:: Document extract ::

Limited Channels For Individual Relief

Much like cellphone contracts, airline agreements are adhesion — otherwise known as “take it or leave it” — contracts. Passengers cannot individually negotiate the terms, or cross out certain sections, before purchasing a plane ticket or signing up to earn miles.

It is exceedingly difficult for individuals to sue airlines in the United States, even in small-claims court. Class-action lawsuits, which represent a large number of people with similar complaints, are among the only tools available to consumers to get financial restitution against airlines.

“The courthouse door is not locked, but airlines are exempt from state laws and local laws, which account for the vast majority of consumer laws,” said Paul Hudson, the president of FlyersRights.org, an airline-passenger consumer-advocacy nonprofit. “So even if your problem violates a regulation, that doesn’t give you any individual relief. It just means the airline might get fined or admonished.”

:::
:: Recorded information ::

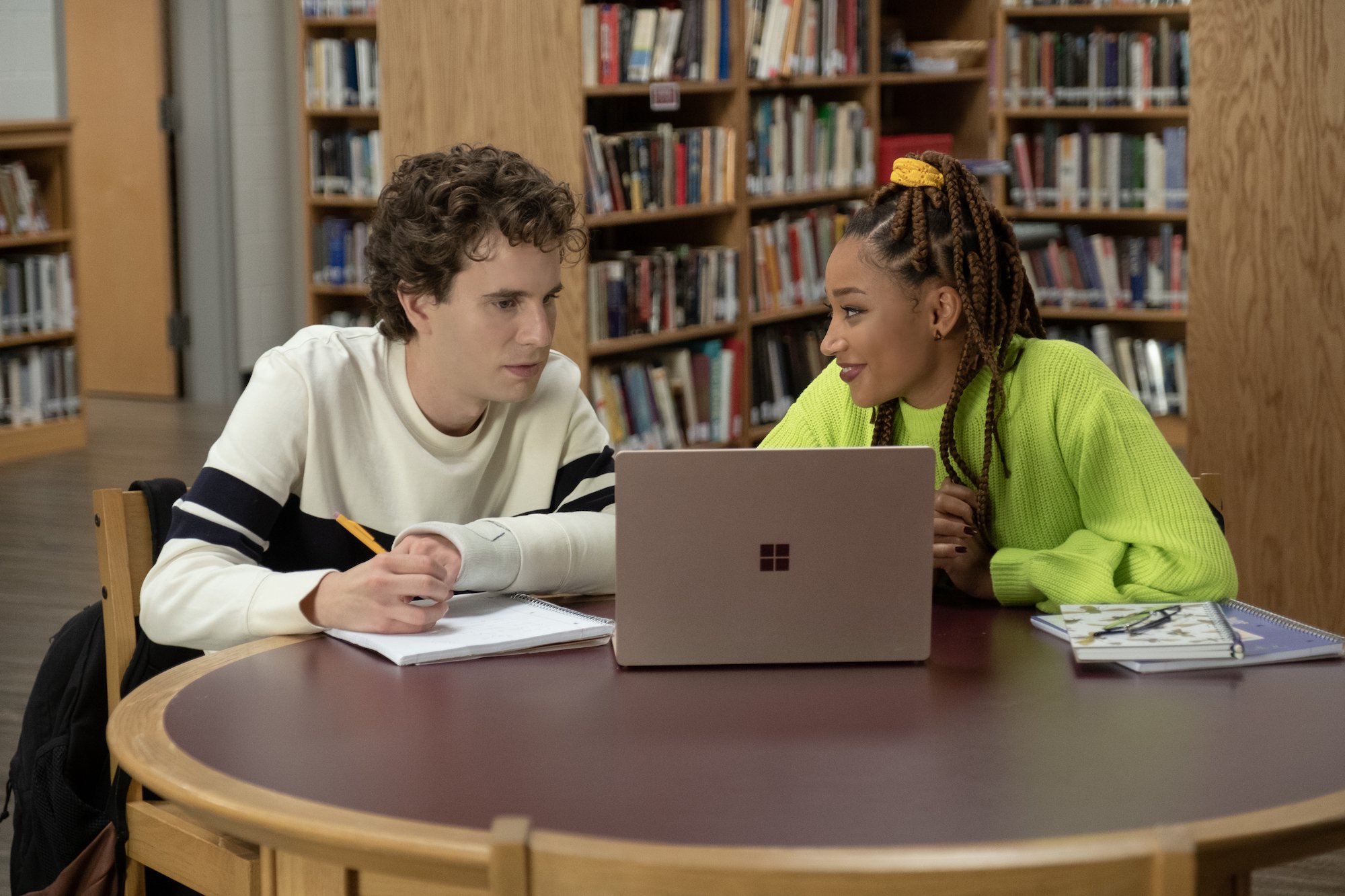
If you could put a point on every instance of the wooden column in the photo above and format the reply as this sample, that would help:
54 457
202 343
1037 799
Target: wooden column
1268 335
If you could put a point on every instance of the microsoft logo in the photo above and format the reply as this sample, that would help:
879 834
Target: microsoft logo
775 559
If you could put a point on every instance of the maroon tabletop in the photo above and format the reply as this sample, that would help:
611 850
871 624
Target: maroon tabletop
1000 735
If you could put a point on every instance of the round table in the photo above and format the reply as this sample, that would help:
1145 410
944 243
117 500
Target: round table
325 748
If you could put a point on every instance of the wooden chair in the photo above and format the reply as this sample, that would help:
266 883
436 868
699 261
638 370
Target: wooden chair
1153 862
1213 487
162 836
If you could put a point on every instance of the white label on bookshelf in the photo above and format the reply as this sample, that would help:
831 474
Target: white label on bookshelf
665 96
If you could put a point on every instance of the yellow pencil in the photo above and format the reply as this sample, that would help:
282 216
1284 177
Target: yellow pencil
360 532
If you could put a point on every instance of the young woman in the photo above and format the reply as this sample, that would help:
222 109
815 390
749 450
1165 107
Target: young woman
1055 486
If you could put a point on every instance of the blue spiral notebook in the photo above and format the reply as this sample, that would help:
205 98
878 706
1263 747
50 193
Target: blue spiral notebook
1266 637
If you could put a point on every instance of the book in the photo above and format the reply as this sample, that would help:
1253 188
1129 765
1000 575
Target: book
1268 638
1195 631
488 624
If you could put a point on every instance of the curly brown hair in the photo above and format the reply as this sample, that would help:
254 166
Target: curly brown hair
956 235
439 210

:::

Required tasks ->
#1 In the airline-contracts text, switch "plane ticket" to "flight reservation" and give everything from "Limited Channels For" down to "restitution against airlines." with that change.
#2 Translate this sentence from the airline-contracts text into Spanish: "Passengers cannot individually negotiate the terms, or cross out certain sections, before purchasing a plane ticket or signing up to earn miles."

Answers per task ->
#1
Limited Channels For Individual Relief

Much like cellphone contracts, airline agreements are adhesion — otherwise known as “take it or leave it” — contracts. Passengers cannot individually negotiate the terms, or cross out certain sections, before purchasing a flight reservation or signing up to earn miles.

It is exceedingly difficult for individuals to sue airlines in the United States, even in small-claims court. Class-action lawsuits, which represent a large number of people with similar complaints, are among the only tools available to consumers to get financial restitution against airlines.

#2 Los pasajeros no pueden negociar individualmente los términos ni tachar ciertas secciones antes de comprar un boleto de avión o inscribirse para acumular millas.